¿Qué obra de Turner menciona el texto de lectura y de qué año es?

Texto de lectura =
————

Enumero algunas de las obras maestras que tienes a tu alcance: Rembrandt, Muchacha en la ventana (1645), Claudio de Lorena, Puerto de mar a la puesta del sol (1639), Nicolás Poussin, Paisaje con calzada romana (1648), Jacob Van Ruysdael, Mar picado junto a un espigón (1652-1655), Jan van de Cappelle, Una calma (1654), Willem van de Velde, Un barco inglés en un temporal tratando de ganar barlovento (1672), Canaletto, El Molo desde el Bacino de San Marcos (1733-1734), Turner, Tormenta de nieve: Aníbal y su ejército cruzando los Alpes (1812), John Constable, El espigón de Yarmouth (1823), Francis Danby, Tema del libro de la revelación (1829), entre otros.

————

Entradas =
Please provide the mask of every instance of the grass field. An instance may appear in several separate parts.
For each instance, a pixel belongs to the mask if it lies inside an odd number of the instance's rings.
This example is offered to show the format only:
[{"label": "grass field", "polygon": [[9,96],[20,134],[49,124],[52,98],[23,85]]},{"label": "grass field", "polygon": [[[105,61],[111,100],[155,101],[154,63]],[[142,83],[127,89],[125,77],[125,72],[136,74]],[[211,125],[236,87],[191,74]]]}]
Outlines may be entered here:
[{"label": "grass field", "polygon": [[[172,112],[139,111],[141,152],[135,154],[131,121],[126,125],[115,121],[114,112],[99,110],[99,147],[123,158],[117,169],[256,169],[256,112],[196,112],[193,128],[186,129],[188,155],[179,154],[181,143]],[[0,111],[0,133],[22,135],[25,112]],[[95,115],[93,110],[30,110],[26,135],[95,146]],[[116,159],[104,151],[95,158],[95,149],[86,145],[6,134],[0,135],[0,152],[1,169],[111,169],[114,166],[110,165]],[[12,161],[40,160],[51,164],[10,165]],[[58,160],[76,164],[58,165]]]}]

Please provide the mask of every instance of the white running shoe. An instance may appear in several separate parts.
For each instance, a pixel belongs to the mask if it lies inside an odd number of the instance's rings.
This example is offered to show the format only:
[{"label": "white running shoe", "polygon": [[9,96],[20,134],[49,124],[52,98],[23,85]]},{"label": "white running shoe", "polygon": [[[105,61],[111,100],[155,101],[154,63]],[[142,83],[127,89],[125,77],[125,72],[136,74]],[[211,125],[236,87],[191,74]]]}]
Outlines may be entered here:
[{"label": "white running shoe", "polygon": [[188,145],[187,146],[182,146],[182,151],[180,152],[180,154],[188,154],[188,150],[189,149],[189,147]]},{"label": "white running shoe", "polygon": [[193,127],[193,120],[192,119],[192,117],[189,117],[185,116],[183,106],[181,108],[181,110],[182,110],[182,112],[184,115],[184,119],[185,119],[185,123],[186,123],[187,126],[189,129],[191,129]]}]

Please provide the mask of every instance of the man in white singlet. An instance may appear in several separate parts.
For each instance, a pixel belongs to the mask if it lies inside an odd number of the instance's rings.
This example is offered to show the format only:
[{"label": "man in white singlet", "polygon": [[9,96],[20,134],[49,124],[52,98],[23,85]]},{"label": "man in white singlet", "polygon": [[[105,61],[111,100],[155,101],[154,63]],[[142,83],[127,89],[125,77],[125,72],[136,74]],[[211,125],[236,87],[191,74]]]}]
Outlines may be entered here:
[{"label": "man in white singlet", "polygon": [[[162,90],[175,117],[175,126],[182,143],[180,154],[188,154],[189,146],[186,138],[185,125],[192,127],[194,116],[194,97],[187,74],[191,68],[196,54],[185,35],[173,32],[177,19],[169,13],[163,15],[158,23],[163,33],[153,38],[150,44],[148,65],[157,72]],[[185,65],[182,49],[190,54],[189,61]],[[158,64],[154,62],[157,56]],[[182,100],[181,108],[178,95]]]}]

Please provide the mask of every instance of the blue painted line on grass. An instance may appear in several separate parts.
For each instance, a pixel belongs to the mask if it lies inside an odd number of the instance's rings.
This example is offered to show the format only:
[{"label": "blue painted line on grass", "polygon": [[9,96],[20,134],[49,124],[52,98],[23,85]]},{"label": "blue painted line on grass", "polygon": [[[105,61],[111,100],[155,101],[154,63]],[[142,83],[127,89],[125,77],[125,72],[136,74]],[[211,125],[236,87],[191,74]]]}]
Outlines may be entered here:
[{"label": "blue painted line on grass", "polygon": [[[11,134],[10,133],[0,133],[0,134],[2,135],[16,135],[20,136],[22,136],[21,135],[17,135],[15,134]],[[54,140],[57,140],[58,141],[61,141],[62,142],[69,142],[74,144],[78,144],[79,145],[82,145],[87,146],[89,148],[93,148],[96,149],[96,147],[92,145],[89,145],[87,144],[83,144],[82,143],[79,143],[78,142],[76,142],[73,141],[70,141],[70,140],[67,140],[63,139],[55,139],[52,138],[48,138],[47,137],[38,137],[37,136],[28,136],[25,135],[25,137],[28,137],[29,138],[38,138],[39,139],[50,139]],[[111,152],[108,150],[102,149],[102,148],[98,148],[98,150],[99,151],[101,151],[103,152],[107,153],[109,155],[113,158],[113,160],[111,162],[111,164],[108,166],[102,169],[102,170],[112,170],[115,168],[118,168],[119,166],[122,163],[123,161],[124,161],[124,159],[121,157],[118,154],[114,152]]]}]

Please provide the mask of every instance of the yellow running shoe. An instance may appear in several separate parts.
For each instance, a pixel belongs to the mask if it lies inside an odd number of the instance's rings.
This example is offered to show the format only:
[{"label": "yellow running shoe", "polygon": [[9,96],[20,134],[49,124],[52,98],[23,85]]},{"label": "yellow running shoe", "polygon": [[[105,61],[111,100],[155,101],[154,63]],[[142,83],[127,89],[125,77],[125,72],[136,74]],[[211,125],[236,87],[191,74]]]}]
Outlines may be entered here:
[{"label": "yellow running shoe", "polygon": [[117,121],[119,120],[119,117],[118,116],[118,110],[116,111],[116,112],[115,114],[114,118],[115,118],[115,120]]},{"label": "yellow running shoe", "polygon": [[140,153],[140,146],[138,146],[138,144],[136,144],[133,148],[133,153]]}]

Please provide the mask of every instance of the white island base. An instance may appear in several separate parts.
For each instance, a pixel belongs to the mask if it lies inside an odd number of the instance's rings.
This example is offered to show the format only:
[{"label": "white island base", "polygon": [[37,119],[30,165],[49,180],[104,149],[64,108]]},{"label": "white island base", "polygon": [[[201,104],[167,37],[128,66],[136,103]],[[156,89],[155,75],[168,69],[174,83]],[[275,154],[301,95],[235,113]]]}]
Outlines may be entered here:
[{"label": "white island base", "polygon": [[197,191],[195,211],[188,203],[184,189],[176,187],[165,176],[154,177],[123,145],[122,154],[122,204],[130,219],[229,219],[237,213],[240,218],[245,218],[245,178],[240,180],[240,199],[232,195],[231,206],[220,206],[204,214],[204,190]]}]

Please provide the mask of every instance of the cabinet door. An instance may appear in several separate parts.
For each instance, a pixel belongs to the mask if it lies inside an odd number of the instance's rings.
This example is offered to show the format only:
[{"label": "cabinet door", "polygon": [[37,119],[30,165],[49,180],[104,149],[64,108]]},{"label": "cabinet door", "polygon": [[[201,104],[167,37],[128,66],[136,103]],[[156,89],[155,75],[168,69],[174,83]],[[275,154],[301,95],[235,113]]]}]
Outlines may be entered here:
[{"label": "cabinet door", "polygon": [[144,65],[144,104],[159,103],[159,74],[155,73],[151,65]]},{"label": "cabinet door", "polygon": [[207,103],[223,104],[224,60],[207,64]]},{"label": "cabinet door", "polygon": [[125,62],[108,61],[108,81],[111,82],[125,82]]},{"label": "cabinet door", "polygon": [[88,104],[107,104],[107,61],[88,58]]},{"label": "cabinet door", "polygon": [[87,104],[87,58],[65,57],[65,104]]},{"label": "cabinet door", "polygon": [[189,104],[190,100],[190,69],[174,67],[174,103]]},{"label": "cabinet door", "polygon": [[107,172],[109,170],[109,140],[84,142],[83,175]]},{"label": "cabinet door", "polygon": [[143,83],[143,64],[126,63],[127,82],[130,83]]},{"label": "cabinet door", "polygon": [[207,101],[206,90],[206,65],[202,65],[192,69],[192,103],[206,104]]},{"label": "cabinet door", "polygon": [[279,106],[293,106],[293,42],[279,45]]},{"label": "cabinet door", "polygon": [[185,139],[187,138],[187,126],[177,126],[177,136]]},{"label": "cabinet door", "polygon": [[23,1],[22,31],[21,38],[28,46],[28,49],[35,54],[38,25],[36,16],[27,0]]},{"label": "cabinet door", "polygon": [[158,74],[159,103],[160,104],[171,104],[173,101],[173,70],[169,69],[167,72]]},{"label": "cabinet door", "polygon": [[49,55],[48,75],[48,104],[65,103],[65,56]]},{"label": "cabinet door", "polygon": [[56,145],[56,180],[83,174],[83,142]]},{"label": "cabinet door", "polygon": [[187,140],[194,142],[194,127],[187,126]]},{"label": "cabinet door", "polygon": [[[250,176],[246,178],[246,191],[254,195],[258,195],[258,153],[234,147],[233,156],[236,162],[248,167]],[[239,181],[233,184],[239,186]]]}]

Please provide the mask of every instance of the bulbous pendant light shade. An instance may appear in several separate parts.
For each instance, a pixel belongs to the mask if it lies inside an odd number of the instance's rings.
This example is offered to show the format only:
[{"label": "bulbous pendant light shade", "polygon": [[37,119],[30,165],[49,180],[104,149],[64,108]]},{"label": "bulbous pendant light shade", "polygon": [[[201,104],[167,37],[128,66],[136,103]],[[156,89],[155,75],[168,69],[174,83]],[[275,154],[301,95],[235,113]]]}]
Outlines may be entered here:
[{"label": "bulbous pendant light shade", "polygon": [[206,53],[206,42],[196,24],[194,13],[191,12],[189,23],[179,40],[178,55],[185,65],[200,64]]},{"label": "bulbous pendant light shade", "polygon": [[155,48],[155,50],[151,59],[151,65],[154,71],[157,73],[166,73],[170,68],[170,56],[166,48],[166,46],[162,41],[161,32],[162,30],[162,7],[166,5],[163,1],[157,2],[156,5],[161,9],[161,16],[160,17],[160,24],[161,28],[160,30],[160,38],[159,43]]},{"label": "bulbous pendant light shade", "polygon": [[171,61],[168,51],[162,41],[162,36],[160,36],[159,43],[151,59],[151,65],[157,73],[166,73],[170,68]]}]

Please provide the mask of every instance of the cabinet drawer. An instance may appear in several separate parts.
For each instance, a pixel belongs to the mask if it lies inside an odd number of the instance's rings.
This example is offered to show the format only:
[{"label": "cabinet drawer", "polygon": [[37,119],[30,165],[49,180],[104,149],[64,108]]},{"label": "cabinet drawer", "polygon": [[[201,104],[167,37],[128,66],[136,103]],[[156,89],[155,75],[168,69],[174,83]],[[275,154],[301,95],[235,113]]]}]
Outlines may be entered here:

————

Respuesta completa = Tormenta de nieve: Aníbal y su ejército cruzando los Alpes, de 1812.